- Texto de lectura

Jorge Garcia-Gasco Lominchar abogado y colaborador de ValenciaNews

Confidencias personales de un abogado

Para el abogado, el ejercicio de la abogacía, especialmente la abogacía penal, es duro, muy duro. No todo el mundo vale para esta profesión. Hay que lidiar con todo tipo de gente y además es un mundo muy competitivo.

Hago esta reflexión porque hoy me ha llegado una carta desde una lejana prisión en el norte de España escrita por un antiguo cliente, a quien vamos a llamar Bartolo, para preservar su identidad. Fue mi primer caso de asesinato, que defendí con fervor, tanto dentro como fuera de los tribunales, cuando apenas superaba la treintena. Me mandaba recuerdos y me pedía que le mirase si le podía gestionar la obtención de permisos ordinarios de salida. “Chungo lo veo, Bartolo” he pensado para mí…

La cosa es que, leyendo la carta me ha venido a la cabeza la noche que lo conocí. Aquel día estaba en una de mis primeras guardias del Turno de Oficio. Se daba la circunstancia de que esos días Valencia se encontraba en plena celebración de las Fallas, así que, aunque tenía que estar disponible durante toda la noche, había salido de cena con unos amigos. Como la Ley de Murphy nunca falla, sobre las 23:00 PM me llamaron desde la comisaría central de Valencia, concretamente desde el grupo de homicidios, para que asistiera a un detenido. “Caso feo, letrado” me dijo el agente mientras hacía un chasquido con la boca cuando llegué a las oficinas donde se le iba a tomar declaración.

No vamos a entrar en los detalles del caso, por respeto a los familiares de la víctima, pero baste decir que fue un asesinato por estrangulamiento. Como era de esperar, el juzgado de instrucción lo mandó al talego sin fianza, a pesar de lo cual Bartolo me dijo que había quedado muy  satisfecho e impresionado por la vehemencia con la que lo había defendido.

- Consigna 1
Copia de nuevo, en los registros, el tramo que empieza en la línea que contiene "The function MUST return, for every instance of the stone lion" y acaba en la que contiene "74], [270, 92]]", pero cambia "pillar capital" por "column capital" y deja todo lo demás igual.
Estos registros no tienen nada que ver con el texto.

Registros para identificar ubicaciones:
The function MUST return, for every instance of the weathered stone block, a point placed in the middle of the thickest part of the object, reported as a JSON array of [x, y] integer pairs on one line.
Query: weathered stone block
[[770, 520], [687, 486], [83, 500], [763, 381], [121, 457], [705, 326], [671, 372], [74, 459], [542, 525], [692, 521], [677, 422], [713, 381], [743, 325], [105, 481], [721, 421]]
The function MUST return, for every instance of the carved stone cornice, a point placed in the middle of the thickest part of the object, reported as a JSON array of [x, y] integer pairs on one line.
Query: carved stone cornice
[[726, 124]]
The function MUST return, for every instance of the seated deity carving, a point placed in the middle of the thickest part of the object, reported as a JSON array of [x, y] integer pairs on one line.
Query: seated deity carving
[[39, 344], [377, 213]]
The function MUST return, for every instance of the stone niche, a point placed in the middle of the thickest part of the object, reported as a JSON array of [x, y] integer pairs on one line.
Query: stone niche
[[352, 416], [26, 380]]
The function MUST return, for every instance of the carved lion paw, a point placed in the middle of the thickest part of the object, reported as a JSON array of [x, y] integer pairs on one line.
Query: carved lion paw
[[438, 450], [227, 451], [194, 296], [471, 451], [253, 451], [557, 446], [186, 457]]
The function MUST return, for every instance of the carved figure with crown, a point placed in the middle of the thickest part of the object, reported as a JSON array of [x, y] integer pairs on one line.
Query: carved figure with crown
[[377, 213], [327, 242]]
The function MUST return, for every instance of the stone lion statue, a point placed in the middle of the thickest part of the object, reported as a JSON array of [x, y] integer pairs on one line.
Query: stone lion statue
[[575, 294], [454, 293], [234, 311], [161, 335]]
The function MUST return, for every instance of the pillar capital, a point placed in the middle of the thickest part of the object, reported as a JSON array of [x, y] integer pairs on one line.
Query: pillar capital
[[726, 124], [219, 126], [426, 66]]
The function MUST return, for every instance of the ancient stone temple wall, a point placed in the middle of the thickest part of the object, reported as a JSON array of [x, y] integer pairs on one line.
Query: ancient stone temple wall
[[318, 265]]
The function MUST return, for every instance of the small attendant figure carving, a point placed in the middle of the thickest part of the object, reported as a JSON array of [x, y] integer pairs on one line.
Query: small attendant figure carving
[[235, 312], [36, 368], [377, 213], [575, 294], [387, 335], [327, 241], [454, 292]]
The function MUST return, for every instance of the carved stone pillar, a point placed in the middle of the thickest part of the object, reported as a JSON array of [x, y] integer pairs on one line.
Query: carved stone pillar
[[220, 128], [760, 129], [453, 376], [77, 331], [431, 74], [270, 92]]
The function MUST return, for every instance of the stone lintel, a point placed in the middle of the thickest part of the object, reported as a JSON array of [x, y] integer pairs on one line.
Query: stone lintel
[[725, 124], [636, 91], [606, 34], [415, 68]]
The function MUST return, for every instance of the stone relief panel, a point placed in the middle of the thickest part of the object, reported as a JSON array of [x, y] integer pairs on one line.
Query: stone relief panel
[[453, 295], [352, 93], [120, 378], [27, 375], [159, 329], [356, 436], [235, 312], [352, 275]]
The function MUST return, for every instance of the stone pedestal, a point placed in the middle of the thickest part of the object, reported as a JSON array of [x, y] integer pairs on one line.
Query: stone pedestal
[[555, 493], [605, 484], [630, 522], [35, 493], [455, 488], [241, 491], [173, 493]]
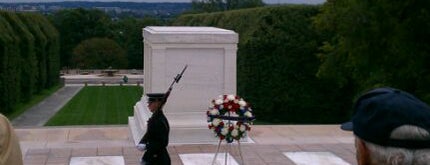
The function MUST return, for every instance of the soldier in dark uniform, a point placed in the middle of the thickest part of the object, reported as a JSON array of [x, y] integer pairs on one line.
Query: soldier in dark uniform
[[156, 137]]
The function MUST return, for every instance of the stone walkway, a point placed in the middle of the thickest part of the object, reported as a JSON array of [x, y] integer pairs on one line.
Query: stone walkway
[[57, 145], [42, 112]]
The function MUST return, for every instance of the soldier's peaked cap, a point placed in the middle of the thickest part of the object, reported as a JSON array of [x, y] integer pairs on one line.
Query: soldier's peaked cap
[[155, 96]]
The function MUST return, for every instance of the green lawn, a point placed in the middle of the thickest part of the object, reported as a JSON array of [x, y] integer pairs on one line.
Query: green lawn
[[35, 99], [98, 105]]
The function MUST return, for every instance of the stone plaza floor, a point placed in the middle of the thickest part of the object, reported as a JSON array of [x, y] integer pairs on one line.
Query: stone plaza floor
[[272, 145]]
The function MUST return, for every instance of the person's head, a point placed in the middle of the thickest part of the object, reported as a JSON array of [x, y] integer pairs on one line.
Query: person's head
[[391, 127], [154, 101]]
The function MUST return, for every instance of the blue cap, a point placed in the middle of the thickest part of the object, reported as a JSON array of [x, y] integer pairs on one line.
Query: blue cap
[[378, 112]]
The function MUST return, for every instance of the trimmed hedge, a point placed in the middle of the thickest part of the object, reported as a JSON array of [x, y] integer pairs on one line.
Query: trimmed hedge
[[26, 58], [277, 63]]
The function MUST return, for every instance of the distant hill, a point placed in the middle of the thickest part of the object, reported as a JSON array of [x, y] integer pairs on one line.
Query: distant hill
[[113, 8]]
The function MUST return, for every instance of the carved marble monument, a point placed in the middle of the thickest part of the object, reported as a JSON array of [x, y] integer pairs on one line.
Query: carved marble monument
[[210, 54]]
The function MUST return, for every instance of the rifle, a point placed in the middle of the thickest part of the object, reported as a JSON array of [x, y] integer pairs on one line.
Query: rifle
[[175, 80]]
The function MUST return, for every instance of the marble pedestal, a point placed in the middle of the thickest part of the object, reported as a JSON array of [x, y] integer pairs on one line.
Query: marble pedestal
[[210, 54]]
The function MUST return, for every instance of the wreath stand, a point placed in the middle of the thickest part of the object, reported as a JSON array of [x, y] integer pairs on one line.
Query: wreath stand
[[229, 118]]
* * *
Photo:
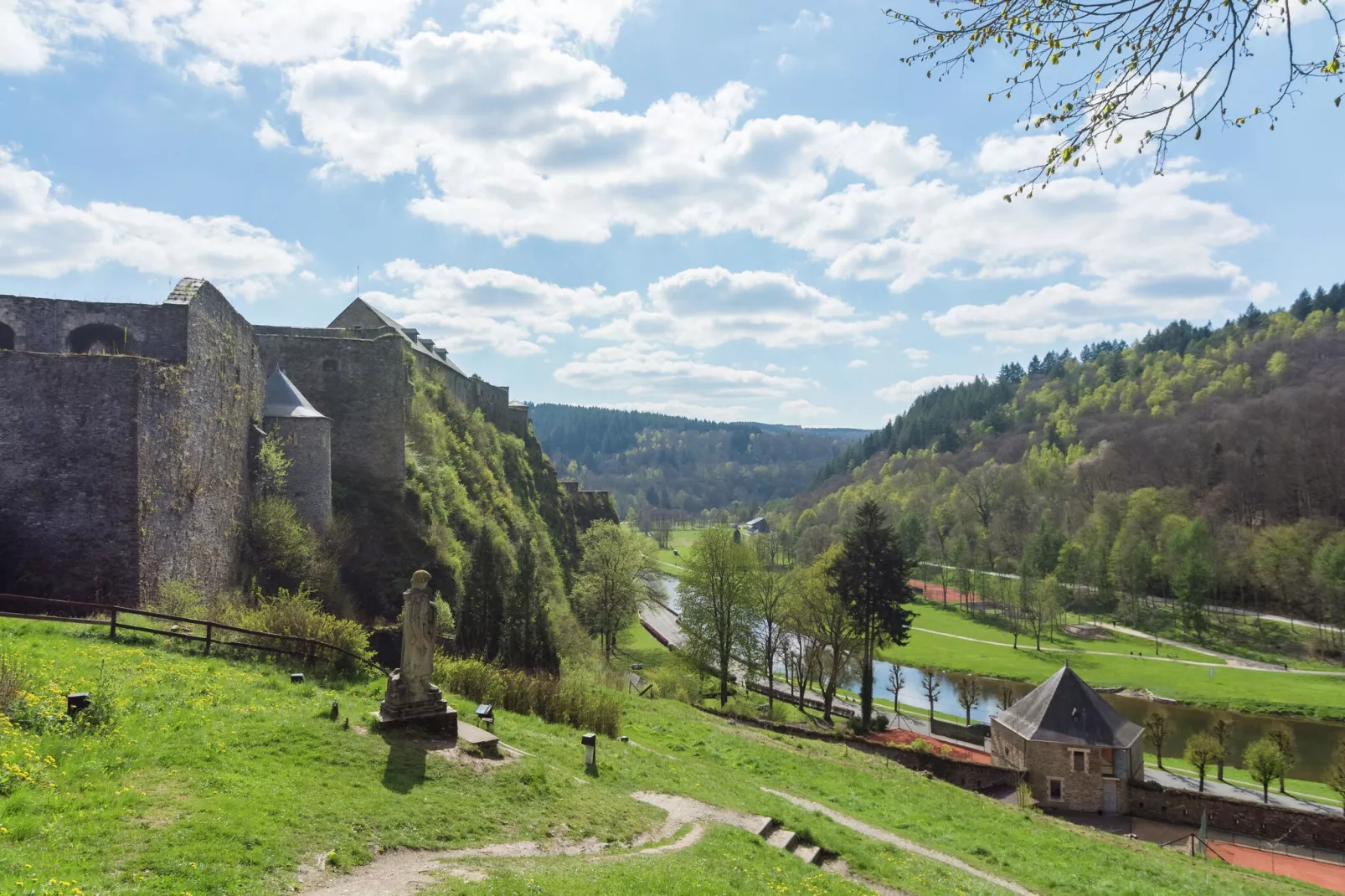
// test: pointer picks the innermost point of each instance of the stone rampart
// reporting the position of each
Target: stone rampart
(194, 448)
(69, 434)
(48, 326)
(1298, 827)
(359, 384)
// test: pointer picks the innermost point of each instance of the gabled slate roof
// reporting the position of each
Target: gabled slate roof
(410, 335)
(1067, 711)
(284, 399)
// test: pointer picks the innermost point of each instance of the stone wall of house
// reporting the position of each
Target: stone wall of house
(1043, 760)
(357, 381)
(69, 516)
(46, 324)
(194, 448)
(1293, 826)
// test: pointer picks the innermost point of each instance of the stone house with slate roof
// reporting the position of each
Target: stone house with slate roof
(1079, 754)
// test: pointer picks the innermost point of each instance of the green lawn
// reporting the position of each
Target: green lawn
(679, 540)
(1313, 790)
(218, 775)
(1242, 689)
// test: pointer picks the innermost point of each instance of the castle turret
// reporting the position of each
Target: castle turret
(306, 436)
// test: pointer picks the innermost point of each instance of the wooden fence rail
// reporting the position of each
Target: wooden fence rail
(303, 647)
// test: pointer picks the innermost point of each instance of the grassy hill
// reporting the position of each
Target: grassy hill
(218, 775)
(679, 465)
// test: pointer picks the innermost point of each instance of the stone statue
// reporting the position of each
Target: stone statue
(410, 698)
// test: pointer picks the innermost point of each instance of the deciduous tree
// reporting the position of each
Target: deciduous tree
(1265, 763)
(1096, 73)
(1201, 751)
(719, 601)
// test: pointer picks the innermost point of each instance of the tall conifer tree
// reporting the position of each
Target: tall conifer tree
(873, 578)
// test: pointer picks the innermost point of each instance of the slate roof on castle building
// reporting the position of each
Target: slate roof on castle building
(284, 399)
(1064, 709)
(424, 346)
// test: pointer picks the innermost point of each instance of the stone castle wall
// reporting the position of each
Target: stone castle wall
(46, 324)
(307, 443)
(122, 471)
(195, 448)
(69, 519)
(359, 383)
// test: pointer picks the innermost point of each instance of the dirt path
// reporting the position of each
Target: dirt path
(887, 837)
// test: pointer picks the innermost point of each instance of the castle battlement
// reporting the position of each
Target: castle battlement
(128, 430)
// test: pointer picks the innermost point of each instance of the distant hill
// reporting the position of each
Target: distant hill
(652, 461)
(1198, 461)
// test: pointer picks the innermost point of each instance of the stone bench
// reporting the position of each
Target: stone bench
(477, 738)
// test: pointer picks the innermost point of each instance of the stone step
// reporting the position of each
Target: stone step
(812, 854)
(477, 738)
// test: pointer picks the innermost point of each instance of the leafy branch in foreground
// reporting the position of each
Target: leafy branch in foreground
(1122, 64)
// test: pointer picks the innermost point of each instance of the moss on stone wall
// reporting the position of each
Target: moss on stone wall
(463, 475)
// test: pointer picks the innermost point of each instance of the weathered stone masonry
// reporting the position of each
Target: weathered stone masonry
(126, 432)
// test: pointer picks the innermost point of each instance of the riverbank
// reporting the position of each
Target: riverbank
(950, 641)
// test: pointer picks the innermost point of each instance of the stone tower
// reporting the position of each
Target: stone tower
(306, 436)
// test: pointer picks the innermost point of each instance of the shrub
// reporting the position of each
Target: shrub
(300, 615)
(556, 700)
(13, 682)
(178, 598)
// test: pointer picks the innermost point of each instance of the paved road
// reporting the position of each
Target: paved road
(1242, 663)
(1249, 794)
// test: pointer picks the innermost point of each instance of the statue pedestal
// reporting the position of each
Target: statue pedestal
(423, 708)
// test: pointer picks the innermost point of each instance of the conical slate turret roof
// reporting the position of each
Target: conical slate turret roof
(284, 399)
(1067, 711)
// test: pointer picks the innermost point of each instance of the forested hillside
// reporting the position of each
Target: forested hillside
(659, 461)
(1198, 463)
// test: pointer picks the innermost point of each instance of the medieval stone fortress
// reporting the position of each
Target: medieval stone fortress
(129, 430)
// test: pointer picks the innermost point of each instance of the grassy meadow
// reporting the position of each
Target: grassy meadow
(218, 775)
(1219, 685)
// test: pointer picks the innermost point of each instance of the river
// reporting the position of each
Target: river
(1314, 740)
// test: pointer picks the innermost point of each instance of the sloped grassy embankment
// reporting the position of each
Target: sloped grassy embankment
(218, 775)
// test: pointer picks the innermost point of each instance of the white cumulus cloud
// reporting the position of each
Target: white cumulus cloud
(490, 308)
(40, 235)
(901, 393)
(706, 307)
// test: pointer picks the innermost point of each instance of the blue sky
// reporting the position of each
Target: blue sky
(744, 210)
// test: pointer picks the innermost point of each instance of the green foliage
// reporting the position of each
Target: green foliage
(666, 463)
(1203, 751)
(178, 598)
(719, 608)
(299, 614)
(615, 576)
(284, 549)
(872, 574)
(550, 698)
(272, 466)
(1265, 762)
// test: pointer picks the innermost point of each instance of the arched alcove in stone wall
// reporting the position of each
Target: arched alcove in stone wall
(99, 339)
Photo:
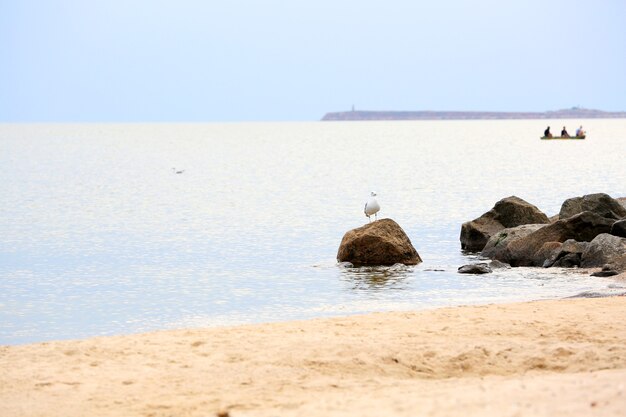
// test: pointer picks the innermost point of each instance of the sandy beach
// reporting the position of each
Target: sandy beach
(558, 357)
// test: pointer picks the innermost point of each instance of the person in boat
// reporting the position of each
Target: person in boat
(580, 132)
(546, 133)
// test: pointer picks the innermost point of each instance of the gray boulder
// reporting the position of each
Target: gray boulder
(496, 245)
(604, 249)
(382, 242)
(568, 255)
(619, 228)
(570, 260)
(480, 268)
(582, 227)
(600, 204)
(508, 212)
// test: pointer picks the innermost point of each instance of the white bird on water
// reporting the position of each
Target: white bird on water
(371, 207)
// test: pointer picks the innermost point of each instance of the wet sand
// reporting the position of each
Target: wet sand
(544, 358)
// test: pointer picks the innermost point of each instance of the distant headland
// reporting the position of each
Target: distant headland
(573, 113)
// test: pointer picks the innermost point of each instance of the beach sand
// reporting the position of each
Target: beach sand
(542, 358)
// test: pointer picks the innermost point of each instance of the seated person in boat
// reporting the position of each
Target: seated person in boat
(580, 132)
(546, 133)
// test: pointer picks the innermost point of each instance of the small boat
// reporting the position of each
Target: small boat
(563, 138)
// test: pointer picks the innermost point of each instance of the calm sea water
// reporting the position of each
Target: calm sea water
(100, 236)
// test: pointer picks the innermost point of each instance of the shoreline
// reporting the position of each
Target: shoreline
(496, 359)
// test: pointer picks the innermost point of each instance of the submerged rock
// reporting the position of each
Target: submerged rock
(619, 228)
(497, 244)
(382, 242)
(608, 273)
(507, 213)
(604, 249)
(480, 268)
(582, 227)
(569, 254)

- Consigna 2
Según el texto de las confidencias del abogado, ¿son ciertas estas afirmaciones? Responde sí o no a cada una y cita las palabras del texto que lo deciden. (a) Su primer caso de asesinato lo defendió pasados los cincuenta años. (b) Lo llamaron desde la comisaría hacia las once de la noche. (c) El juzgado de instrucción dejó a Bartolo en libertad con fianza.

- Solución 1
The function MUST return, for every instance of the stone lion statue, a point placed in the middle of the thickest part of the object, reported as a JSON array of [x, y] integer pairs on one line.
Query: stone lion statue
[[575, 294], [454, 293], [234, 311], [161, 335]]
The function MUST return, for every instance of the column capital, a point placed in the middle of the thickest part of the object, reported as a JSON array of [x, y] integer pairs on one line.
Query: column capital
[[726, 124], [219, 126], [426, 66]]
The function MUST return, for every instance of the ancient stone temple wall, a point placed in the middle of the thickest part of the object, reported as a JSON array of [x, y] integer pairs on one line.
Query: ancient stone temple wall
[[318, 265]]
The function MUST return, for every instance of the small attendant figure carving, a point placed in the middle of the thickest part of the object, reported as a JSON array of [x, y] integer pairs on one line.
Query: small attendant figure carving
[[235, 312], [36, 368], [377, 213], [575, 294], [387, 335], [327, 241], [454, 292]]
The function MUST return, for every instance of the carved stone pillar, a point placed in the middle of the thickest part of the object, reported as a JSON array of [x, y] integer pairs on one line.
Query: carved stone pillar
[[220, 128], [760, 129], [453, 376], [77, 331], [431, 74], [270, 92]]

- Solución 2
(a) No: "cuando apenas superaba la treintena".
(b) Sí: "sobre las 23:00 PM me llamaron desde la comisaría central de Valencia".
(c) No: "el juzgado de instrucción lo mandó al talego sin fianza".